# SET PROBLEM 1:
According to the balloon problem page, what output is returned for the input "loonbalxballpoon"?
# SET PROBLEM 2:
Reproduce word for word the stretch of the balloon problem page from "The letters allow" through "counts.get(ch, 0) // k)".

# EXCERPT PROVIDED:
* BEGIN *

Maximum Number of Balloons

easy hash table string counting

Problem

Given a string text, you want to use the characters of text to form as many instances of the word "balloon" as possible. You can use each character in text at most once. Return the maximum number of instances that can be formed.

Inputtext = "loonbalxballpoon"

Output2

The letters allow exactly two copies of "balloon"; both 'l' and 'o' are needed twice per word.

text (letters only)

def max_number_of_balloons(text):
    counts = {}
    for ch in text:
        counts[ch] = counts.get(ch, 0) + 1
    need = {"b": 1, "a": 1, "l": 2, "o": 2, "n": 1}
    best = float("inf")
    for ch, k in need.items():
        best = min(best, counts.get(ch, 0) // k)

* END *

# LISTED ENTRIES:
* BEGIN *

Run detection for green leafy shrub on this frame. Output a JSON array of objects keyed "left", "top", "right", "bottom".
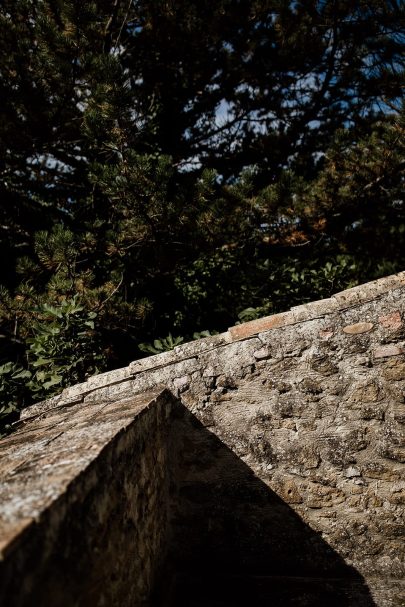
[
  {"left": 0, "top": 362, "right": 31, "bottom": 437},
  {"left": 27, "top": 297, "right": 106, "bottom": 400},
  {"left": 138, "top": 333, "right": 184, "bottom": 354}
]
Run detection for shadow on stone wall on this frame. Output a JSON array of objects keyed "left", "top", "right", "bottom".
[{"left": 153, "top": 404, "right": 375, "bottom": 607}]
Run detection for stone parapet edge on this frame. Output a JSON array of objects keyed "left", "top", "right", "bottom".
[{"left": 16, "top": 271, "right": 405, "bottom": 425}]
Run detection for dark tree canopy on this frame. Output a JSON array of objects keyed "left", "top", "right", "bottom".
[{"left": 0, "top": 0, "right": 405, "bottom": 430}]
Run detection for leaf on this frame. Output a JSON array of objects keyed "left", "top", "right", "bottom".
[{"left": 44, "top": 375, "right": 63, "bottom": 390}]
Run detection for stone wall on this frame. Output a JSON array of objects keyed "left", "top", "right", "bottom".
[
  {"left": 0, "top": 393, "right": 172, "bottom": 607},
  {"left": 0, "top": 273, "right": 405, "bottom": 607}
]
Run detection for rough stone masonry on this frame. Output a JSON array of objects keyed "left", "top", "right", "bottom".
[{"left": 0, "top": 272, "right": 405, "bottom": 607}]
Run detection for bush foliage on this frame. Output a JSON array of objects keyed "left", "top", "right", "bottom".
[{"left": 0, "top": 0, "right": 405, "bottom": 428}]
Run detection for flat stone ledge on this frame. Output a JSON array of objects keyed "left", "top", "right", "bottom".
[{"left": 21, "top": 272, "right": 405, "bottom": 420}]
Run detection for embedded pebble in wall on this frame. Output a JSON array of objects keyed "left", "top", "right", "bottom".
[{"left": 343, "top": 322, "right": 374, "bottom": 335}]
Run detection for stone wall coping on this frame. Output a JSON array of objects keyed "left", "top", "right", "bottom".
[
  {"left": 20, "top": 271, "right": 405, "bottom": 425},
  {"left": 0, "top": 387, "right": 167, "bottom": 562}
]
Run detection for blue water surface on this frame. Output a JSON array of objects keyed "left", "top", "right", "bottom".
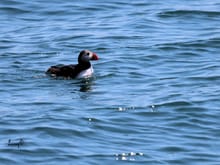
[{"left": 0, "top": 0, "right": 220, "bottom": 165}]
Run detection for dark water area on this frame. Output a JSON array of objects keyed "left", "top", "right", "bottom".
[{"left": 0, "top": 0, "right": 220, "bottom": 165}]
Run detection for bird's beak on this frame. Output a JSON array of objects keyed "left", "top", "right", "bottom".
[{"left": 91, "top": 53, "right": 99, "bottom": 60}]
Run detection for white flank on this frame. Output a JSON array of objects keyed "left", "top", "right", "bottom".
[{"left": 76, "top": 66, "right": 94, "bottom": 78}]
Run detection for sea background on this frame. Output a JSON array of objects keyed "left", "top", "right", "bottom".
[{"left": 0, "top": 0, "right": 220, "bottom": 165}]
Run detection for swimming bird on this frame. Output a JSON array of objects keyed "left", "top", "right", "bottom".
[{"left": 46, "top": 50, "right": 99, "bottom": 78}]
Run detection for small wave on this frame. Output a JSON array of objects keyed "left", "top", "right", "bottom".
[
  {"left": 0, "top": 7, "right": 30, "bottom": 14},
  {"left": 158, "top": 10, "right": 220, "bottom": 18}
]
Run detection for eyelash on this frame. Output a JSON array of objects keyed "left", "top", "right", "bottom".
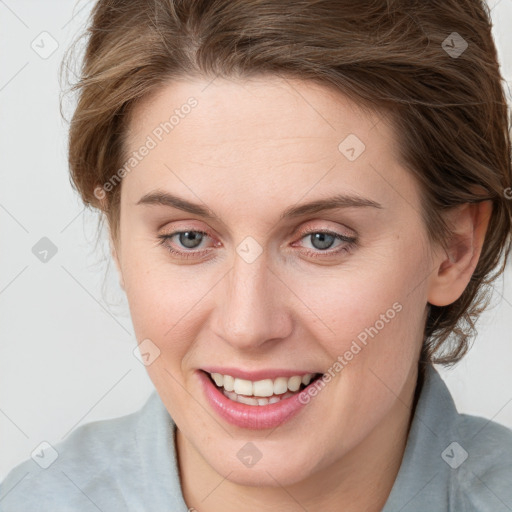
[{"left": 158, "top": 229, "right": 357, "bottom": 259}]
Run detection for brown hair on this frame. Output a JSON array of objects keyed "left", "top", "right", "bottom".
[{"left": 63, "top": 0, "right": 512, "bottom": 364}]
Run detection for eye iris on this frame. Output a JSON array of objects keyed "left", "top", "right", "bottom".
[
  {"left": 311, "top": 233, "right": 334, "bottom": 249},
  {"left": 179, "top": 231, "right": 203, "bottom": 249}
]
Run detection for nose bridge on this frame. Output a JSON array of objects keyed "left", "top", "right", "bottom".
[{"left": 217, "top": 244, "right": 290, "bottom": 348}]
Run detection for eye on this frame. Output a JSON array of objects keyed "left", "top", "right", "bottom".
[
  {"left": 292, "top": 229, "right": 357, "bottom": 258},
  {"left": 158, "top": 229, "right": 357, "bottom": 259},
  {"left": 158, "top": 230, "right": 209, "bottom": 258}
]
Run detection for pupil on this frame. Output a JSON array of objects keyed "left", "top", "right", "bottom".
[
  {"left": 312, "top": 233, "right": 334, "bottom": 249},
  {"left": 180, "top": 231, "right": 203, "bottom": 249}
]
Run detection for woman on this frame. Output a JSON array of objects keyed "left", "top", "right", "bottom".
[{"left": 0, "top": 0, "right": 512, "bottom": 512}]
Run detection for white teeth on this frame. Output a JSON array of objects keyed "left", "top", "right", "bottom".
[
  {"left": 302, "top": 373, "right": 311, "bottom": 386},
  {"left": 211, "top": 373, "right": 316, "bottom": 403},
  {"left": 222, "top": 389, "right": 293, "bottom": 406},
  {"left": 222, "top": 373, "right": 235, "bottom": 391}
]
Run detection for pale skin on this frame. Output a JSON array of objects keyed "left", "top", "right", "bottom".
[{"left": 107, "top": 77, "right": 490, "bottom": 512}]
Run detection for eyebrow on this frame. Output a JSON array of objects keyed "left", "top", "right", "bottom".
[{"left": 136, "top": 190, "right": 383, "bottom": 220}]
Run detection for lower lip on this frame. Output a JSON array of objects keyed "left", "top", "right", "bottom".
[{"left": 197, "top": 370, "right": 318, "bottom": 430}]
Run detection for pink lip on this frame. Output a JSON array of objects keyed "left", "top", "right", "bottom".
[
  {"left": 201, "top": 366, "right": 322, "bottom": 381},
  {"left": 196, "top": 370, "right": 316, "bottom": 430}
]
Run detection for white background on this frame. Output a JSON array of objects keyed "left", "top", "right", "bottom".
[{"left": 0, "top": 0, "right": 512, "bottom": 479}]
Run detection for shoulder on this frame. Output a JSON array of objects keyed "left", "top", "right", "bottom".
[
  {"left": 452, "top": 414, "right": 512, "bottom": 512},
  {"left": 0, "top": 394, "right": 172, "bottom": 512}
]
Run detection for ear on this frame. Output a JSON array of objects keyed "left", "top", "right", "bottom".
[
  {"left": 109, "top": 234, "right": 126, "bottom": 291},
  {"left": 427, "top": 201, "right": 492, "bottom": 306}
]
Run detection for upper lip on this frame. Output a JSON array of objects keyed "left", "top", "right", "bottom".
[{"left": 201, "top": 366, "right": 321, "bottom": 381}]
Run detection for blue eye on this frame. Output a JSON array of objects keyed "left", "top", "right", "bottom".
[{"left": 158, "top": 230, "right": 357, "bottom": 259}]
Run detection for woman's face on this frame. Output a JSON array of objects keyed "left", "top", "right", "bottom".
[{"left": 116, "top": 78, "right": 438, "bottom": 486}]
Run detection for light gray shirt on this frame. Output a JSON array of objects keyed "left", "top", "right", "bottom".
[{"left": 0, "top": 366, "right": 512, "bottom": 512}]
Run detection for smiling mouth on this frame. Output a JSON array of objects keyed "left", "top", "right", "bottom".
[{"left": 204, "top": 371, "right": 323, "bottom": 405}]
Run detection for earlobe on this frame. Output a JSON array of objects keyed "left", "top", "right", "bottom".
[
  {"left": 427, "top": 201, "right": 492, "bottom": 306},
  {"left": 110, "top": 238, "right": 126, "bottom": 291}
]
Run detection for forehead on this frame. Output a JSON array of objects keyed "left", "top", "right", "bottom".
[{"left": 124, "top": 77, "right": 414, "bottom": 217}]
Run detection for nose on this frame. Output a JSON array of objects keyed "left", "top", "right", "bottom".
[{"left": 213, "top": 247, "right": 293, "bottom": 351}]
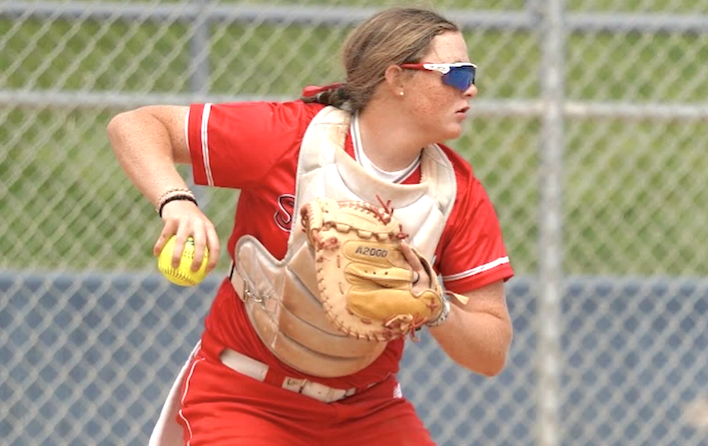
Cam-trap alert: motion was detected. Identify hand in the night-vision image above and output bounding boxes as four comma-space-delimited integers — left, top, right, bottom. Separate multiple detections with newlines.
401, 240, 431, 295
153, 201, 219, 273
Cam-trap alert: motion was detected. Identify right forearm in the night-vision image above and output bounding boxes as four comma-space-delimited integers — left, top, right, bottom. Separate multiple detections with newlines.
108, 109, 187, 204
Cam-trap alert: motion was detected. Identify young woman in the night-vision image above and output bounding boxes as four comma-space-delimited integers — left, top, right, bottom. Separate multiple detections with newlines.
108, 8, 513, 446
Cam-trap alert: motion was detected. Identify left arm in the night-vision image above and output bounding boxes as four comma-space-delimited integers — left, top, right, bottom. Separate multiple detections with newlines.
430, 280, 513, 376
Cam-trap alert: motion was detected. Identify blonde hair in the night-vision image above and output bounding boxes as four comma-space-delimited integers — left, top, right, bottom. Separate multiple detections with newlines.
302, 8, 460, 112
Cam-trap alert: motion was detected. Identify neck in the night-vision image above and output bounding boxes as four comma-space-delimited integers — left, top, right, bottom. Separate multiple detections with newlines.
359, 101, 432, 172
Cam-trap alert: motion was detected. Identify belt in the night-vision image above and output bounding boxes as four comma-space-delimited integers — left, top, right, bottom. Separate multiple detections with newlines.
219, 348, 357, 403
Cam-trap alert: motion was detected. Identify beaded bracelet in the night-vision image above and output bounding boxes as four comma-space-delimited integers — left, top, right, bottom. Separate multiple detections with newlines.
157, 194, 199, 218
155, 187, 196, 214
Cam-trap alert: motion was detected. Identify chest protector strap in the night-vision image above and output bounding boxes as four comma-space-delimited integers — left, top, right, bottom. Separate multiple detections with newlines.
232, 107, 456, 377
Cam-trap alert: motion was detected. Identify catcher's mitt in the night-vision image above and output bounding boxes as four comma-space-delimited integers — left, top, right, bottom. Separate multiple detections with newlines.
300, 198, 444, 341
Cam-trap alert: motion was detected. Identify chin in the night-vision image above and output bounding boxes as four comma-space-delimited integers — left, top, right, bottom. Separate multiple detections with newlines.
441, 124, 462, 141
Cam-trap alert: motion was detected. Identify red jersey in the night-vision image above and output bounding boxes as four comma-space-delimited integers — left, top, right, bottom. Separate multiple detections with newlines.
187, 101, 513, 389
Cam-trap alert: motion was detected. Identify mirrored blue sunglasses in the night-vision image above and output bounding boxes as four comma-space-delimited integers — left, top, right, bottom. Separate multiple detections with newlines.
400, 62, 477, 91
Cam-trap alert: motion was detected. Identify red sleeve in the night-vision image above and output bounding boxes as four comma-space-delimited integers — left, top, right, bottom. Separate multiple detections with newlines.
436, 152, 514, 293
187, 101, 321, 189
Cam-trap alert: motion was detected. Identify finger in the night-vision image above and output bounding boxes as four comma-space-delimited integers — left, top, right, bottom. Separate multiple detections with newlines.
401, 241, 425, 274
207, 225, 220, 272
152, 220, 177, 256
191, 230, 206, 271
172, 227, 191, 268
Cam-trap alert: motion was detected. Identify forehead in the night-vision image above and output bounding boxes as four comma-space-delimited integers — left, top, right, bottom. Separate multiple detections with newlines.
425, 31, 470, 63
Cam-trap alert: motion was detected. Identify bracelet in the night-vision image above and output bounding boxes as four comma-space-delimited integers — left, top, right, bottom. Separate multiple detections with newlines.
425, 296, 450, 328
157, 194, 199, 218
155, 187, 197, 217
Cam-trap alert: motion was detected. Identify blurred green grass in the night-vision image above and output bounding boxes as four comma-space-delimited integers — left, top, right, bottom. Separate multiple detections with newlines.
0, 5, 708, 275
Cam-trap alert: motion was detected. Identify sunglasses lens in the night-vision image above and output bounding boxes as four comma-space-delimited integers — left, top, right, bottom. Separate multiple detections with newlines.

* END *

# EXERCISE RESULT 1:
2

# EXERCISE RESULT 2:
The letters allow exactly two copies of "balloon"; both 'l' and 'o' are needed twice per word.

text (letters only)

def max_number_of_balloons(text):
    counts = {}
    for ch in text:
        counts[ch] = counts.get(ch, 0) + 1
    need = {"b": 1, "a": 1, "l": 2, "o": 2, "n": 1}
    best = float("inf")
    for ch, k in need.items():
        best = min(best, counts.get(ch, 0) // k)